#### Extrait à lire

433. —— DE MADAME DE SÉVIGNÉ À MADAME DE GRIGNAN.
e À Livry, mercredi 21août.
En vérité, ma bonne, vous devriez bien être ici avec moi ; j’y suis venue ce matin toute seule, fatiguée et lasse de Paris, jusqu’au point de n’y pouvoir durer. Notre abbé est demeuré pour quelques affaires ; pour moi, qui n’en ai point jusqu’à samedi, me voilà. Je prendrai demain ma troisième petite médecine en paix et en repos ; je marcherai beaucoup : je m’imagine que j’en ai besoin. Je penserai extrêmement à vous, pour ne pas dire continuellement : il n’y a ni lieu ni place qui ne me fasse souvenir que nous y étions ensemble il y a un an. Quelle différence ! Il m’est doux de penser à vous ; mais l’absence jette une certaine amertume qui serre le cœur : ce sera pour ce soir la noirceur des pensées. Je me fais un plaisir de vous entretenir dans ce petit cabinet que vous connoissez ; rien ne m’interrompt.
[1] J’ai laissé M. de Coulanges bien en peine de M. de Sanzei. Pour M. de la Trousse, depuis mes chers romans, je n’ai rien vu de si parfaitement heureux que lui. N’avez-vous point vu un prince qui se bat jusqu’à l’extrémité ? un autre s’avance pour voir qui peut faire une si grande résistance : il voit l’inégalité du combat ; il en est honteux ; il écarte ses gens ; il demande pardon à ce vaillant homme, qui lui rend son épée, à cause de son honnêteté, car sans lui il ne l’eût jamais rendue ; il le fait son prisonnier ; il le reconnoît pour un de ses amis, du temps qu’ils étoient tous deux à la cour d’Auguste ; il traite son prisonnier comme son propre frère ; il le loue de son extrême valeur ; mais il me semble que le prisonnier soupire ; je ne sais s’il n’est point amoureux : je crois qu’on lui permettra de revenir sur sa parole ; je ne [2] vois pas bien où la princesse l’attend, et voilà toute l’histoire.

########
#### Extrait des données

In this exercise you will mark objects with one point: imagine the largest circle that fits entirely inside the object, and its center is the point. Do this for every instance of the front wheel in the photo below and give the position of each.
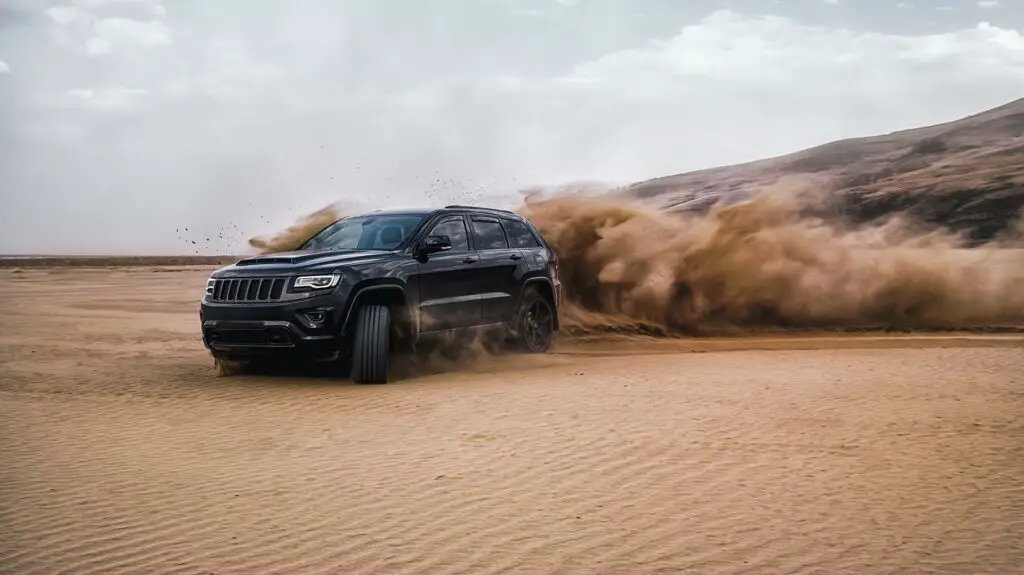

########

Consignes de l'exercice:
(A) Relevez dans la lettre tous les personnages désignés par « M. de ».
(B) Recopiez le passage de la lettre qui va de « 433. —— DE MADAME » jusqu'à « rien ne m’interrompt. » inclus.
(C) D'après la lettre, que Madame de Sévigné prendra-t-elle le lendemain ?

Réponses dans l'ordre:
(A) M. de Coulanges, M. de Sanzei, M. de la Trousse

(B)
433. —— DE MADAME DE SÉVIGNÉ À MADAME DE GRIGNAN.
e À Livry, mercredi 21août.
En vérité, ma bonne, vous devriez bien être ici avec moi ; j’y suis venue ce matin toute seule, fatiguée et lasse de Paris, jusqu’au point de n’y pouvoir durer. Notre abbé est demeuré pour quelques affaires ; pour moi, qui n’en ai point jusqu’à samedi, me voilà. Je prendrai demain ma troisième petite médecine en paix et en repos ; je marcherai beaucoup : je m’imagine que j’en ai besoin. Je penserai extrêmement à vous, pour ne pas dire continuellement : il n’y a ni lieu ni place qui ne me fasse souvenir que nous y étions ensemble il y a un an. Quelle différence ! Il m’est doux de penser à vous ; mais l’absence jette une certaine amertume qui serre le cœur : ce sera pour ce soir la noirceur des pensées. Je me fais un plaisir de vous entretenir dans ce petit cabinet que vous connoissez ; rien ne m’interrompt.

(C) Sa troisième petite médecine, en paix et en repos.